** What is expected **
Would you transcribe each entry that follows word for word, minus the images?

** Raw data **
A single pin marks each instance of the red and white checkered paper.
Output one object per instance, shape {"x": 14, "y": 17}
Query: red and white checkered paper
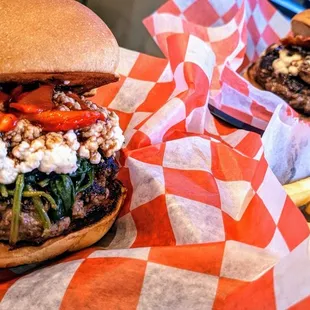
{"x": 205, "y": 225}
{"x": 237, "y": 32}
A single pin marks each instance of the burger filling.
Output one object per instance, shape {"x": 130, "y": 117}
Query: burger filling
{"x": 57, "y": 166}
{"x": 285, "y": 71}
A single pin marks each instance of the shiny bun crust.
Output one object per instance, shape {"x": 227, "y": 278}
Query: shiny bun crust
{"x": 301, "y": 24}
{"x": 53, "y": 247}
{"x": 60, "y": 39}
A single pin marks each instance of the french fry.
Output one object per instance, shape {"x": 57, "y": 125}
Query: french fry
{"x": 299, "y": 191}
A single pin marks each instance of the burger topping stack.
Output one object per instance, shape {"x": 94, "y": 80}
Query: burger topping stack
{"x": 284, "y": 68}
{"x": 56, "y": 161}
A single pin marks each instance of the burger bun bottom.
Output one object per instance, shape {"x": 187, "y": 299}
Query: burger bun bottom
{"x": 53, "y": 247}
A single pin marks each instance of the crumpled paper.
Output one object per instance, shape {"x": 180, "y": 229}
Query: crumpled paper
{"x": 245, "y": 28}
{"x": 206, "y": 224}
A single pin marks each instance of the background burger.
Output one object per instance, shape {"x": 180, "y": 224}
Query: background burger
{"x": 284, "y": 69}
{"x": 58, "y": 190}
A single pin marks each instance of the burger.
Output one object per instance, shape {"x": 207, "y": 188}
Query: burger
{"x": 284, "y": 68}
{"x": 58, "y": 186}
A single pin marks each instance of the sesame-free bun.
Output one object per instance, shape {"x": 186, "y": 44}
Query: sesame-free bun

** Response **
A single pin marks each instance of the red and white checkered paper.
Output one object per instance, shape {"x": 14, "y": 17}
Query: red and white checkered paper
{"x": 205, "y": 225}
{"x": 237, "y": 32}
A single pin marks each instance of the burger filling.
Output one object per instance, shape {"x": 130, "y": 117}
Query: burger filling
{"x": 57, "y": 166}
{"x": 285, "y": 71}
A single pin marks each instance of the shiny bun crust.
Output one object per instance, shape {"x": 227, "y": 278}
Query: shiny bun crust
{"x": 301, "y": 24}
{"x": 53, "y": 247}
{"x": 60, "y": 39}
A single pin marks each instance of the french fry.
Output one object per instance, shape {"x": 57, "y": 125}
Query: french fry
{"x": 299, "y": 191}
A single pin marks each instance of the burger topping stack.
Output one object per instance, shape {"x": 94, "y": 80}
Query: burger topping stack
{"x": 284, "y": 68}
{"x": 56, "y": 161}
A single pin marks each instance of the burger bun bottom.
Output one object per instance, shape {"x": 187, "y": 299}
Query: burger bun bottom
{"x": 53, "y": 247}
A single pin marks each instance of the crumpled paper.
Output one object per instance, shape {"x": 180, "y": 229}
Query: crumpled paper
{"x": 245, "y": 28}
{"x": 206, "y": 224}
A single pin marks each instance of the background burger.
Output one object per instance, shape {"x": 180, "y": 224}
Query: background burger
{"x": 284, "y": 69}
{"x": 58, "y": 190}
A single pin marks each instance of the burger.
Output one object per instance, shape {"x": 207, "y": 188}
Query: burger
{"x": 284, "y": 68}
{"x": 58, "y": 186}
A single pin marks each instance of the sesame-free bun.
Output one object per instance, shape {"x": 186, "y": 44}
Query: sesame-free bun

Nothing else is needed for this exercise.